*Task brief*:
Render every item below as a numbered list of its lines, leaving out blank lines and the pictures.
:: Excerpted records ::
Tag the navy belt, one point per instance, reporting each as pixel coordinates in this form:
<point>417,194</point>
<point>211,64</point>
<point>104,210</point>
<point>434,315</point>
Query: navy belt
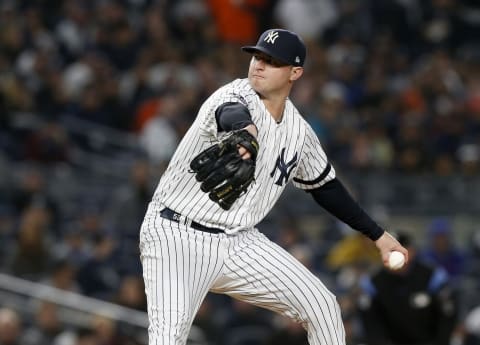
<point>177,217</point>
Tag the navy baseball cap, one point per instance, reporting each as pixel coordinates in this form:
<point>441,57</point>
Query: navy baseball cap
<point>283,45</point>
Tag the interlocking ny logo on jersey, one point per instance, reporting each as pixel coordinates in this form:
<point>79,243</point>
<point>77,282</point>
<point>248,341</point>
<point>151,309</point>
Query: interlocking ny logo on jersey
<point>284,168</point>
<point>271,37</point>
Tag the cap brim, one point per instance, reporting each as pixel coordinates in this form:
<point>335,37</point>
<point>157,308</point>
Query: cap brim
<point>253,49</point>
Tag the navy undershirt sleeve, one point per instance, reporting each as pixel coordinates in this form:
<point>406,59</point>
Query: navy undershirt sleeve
<point>334,198</point>
<point>231,116</point>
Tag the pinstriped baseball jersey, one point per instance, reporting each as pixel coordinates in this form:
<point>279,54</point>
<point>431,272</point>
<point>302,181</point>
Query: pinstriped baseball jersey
<point>289,152</point>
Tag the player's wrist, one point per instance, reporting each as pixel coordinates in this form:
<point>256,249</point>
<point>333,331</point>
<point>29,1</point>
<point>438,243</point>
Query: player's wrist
<point>252,129</point>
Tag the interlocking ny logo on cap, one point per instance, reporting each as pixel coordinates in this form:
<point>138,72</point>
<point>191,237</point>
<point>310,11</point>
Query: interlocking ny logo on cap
<point>271,37</point>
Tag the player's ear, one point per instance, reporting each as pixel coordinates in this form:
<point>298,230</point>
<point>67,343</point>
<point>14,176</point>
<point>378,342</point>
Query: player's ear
<point>296,73</point>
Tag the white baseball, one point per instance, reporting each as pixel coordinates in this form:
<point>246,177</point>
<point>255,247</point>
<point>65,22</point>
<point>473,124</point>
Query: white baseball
<point>396,260</point>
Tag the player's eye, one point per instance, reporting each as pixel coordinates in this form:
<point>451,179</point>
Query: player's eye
<point>269,60</point>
:::
*Written solution*:
1. Tag the navy belt, one point per instance, reporting each as pixel coordinates in this form:
2. <point>417,194</point>
3. <point>211,64</point>
4. <point>104,210</point>
5. <point>434,315</point>
6. Query: navy belt
7. <point>177,217</point>
8. Tag the navy baseball cap, one point per instance, reporting each as pixel coordinates in this form:
9. <point>441,57</point>
10. Query: navy baseball cap
11. <point>283,45</point>
12. Tag the interlocking ny logo on jersey, one point per instance, reporting each as pixel coordinates in this form:
13. <point>79,243</point>
14. <point>77,282</point>
15. <point>248,341</point>
16. <point>151,309</point>
17. Query: interlocking ny logo on jersey
18. <point>284,168</point>
19. <point>271,37</point>
20. Tag the cap brim, one point per instance, reporting each as pixel coordinates in this form:
21. <point>335,37</point>
22. <point>157,308</point>
23. Query: cap brim
24. <point>253,49</point>
25. Tag the navy undershirt sleeve, one point per instance, reporting each as pixel coordinates in this form:
26. <point>406,59</point>
27. Query: navy undershirt sleeve
28. <point>334,198</point>
29. <point>231,116</point>
30. Tag the pinstriped baseball jersey, one point per instance, reporting each as pixel coordinates in this form:
31. <point>279,54</point>
32. <point>431,272</point>
33. <point>302,181</point>
34. Query: pinstriped baseball jersey
35. <point>289,152</point>
36. Tag the player's wrist, one point per instance, reporting each as pixel coordinates in this form:
37. <point>256,249</point>
38. <point>333,331</point>
39. <point>29,1</point>
40. <point>438,243</point>
41. Query: player's wrist
42. <point>252,129</point>
43. Tag the interlocking ny logo on cap, one point per instance, reporting each as pixel coordinates in this form:
44. <point>138,72</point>
45. <point>191,237</point>
46. <point>310,11</point>
47. Query: interlocking ny logo on cap
48. <point>271,37</point>
49. Tag the player's ear, one point per instance, reporting each as pixel coordinates in this form:
50. <point>298,230</point>
51. <point>67,343</point>
52. <point>14,176</point>
53. <point>378,342</point>
54. Query: player's ear
55. <point>296,73</point>
56. Tag the white baseball, one point per instance, reporting each as pixel coordinates in this form:
57. <point>246,177</point>
58. <point>255,247</point>
59. <point>65,22</point>
60. <point>473,124</point>
61. Query: white baseball
62. <point>396,260</point>
63. Tag the player's eye, one point per instance, reporting each as pixel coordinates in this form:
64. <point>451,179</point>
65. Query: player's eye
66. <point>269,60</point>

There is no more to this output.